## Task statement
Locate every line below that contains the string "leaning" and copy each one out in full. Uppercase and lowercase letters must match.
-- Exercise material start --
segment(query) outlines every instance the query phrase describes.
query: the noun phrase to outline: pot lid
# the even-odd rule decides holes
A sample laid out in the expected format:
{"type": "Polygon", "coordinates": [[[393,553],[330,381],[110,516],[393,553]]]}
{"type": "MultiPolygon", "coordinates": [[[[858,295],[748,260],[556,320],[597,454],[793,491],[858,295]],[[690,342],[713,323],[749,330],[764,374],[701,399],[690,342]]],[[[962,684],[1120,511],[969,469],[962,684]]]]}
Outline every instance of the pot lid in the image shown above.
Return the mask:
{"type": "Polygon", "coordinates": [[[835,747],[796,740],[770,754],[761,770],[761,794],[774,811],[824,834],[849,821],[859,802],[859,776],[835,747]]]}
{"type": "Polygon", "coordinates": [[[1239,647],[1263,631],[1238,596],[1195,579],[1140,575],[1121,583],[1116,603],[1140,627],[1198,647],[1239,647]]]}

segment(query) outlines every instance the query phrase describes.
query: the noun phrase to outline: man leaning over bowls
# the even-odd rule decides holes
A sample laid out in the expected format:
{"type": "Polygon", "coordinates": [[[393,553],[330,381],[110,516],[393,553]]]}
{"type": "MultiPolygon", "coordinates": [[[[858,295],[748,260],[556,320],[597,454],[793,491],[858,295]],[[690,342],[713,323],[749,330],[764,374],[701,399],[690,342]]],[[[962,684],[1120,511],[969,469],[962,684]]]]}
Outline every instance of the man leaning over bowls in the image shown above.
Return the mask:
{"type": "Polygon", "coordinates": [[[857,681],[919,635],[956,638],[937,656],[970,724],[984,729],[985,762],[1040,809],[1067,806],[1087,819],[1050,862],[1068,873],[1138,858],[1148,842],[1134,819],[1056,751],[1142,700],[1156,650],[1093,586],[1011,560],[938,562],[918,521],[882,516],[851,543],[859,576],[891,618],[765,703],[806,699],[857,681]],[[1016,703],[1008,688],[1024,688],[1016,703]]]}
-- Exercise material end --
## Final result
query: the noun phrase to outline: man leaning over bowls
Outline every instance of the man leaning over bowls in the image shown above.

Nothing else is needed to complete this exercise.